TASKS TO PERFORM:
1 - According to the passage about the Veterans Stadium apartment, during which years did the author live in the concession stand?
2 - Write out the section of the passage about the Veterans Stadium apartment that begins with the words containing "Garvey's uncles, the" and ends with "his secret apartment.".
3 - Extend the passage about the Veterans Stadium apartment, starting after its final sentence.

PASSAGE FOR REVIEW:
Tom, 78, is also known by many area residents as the author of “Many Beaucoup Magics,” Tom's 2015 fictional account of his time as a Green Beret with U.S. Special Forces in the Vietnam War. Tom says the book, which essentially “took 50 years to write,” was dedicated to mothers because “in any war, mothers are the ultimate victims.”

Now Tom has a new book, which is even more surreal than his Vietnam novel. Titled “The Secret Apartment: Vet Stadium, a Surreal Memoir,” the non-fiction book tells the bizarre story of how the author literally lived in an empty concession stand just inside the left field foul pole at Veterans Stadium, which he furnished as an apartment, from 1979 to 1981.

Garvey's uncles, the Nilon brothers, had a contract to run the concession and novelty stands as well as the parking lots at the Vet. When Terry Nilon, Garvey's cousin, left to open a sports memorabilia store in South Jersey, Tom was given the job along with keys to an office at the Vet and a stadium entrance.

The concession stand Garvey chose to make his home was in an area on the 200 level with little food traffic. It was about 20 yards long by 10 yards wide. Garvey put up wall-to-wall cardboard boxes, but behind the boxes was a corridor that led to his secret apartment.

“I basically hid in plain sight,” said Garvey last week. “Everybody was so used to seeing me that nobody thought anything of it. I would go past the security guards and give their security dog a couple of dog biscuits. One night I came back from Dobbs (nightclub) really hammered, and I made the mistake of wandering out to center field. I lay down on the Astroturf. The full moon was beautiful. The next thing I know, a German shepherd was licking my face, and the security guard just said, 'Oh, it's you,'

“In June of 1980 there was a twilight double-header with a really long rain delay. The second game did not end until 3 a.m. I walked out of my apartment in flip-flops and bathrobe, holding a cup of coffee. None of the fans even asked me why I was wearing flip-flops and a bathrobe. The only thing they asked was 'Where did you get that hot coffee?' I could have been naked, and nobody would have noticed.

DATASET CONTENT:
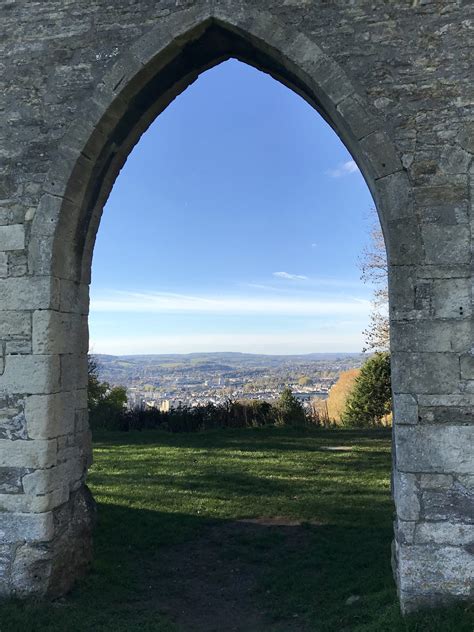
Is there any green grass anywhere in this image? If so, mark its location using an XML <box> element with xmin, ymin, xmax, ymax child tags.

WRITTEN RESPONSES:
1 - From 1979 to 1981.

2 -
Garvey's uncles, the Nilon brothers, had a contract to run the concession and novelty stands as well as the parking lots at the Vet. When Terry Nilon, Garvey's cousin, left to open a sports memorabilia store in South Jersey, Tom was given the job along with keys to an office at the Vet and a stadium entrance.

The concession stand Garvey chose to make his home was in an area on the 200 level with little food traffic. It was about 20 yards long by 10 yards wide. Garvey put up wall-to-wall cardboard boxes, but behind the boxes was a corridor that led to his secret apartment.

3 -
“A lot of people knew what I was doing but didn't say anything. Some players' wives came to my place to listen to music. We'd all go out to dinner sometimes. I would even roller blade around the stadium late at night. I almost killed myself one time doing that.

“I really did not intend to have a secret apartment in Veterans Stadium. It just happened. I didn't even expect anybody to believe I had it. That was the key to my getting away with it in the first place, because it was so unbelievable.”

Veterans Stadium was demolished in 2004, but former Philadelphia Eagles Hall of Fame linebacker (from 1969 to 1976) Bill Bradley, now 74, told a reporter that he visited Garvey's secret apartment. “You go in there and think it’s just a root beer stand with a bunch of stacked-up boxes, but then it opened up into a better apartment than I had in Center City,” he said.

Garvey originally had no intention of writing a book about his “secret apartment,” but when the pandemic started, he started posting anecdotes about it on his Facebook page “just to cheer people up,” and he got so many favorable comments that he kept writing and then realized he had enough material for a book. One Facebook respondent said that reading the stories was “like eating a good dessert.”

After the book came out last fall Garvey, a Delaware County native and magna cum laude graduate of Widener University who retired as a real estate agent five years ago, was contacted by Angelo Cataldi, who hosts a local sports radio talk show. “I was on the show Dec. 9, and in the next two days I sold 600 books.”

Since then, stories have been done on the book by NPR, The Times of London, CBS Sports, New York Post and Golf Digest, among others. Garvey is currently working on a trilogy of “Three Surrealistic Memoirs.”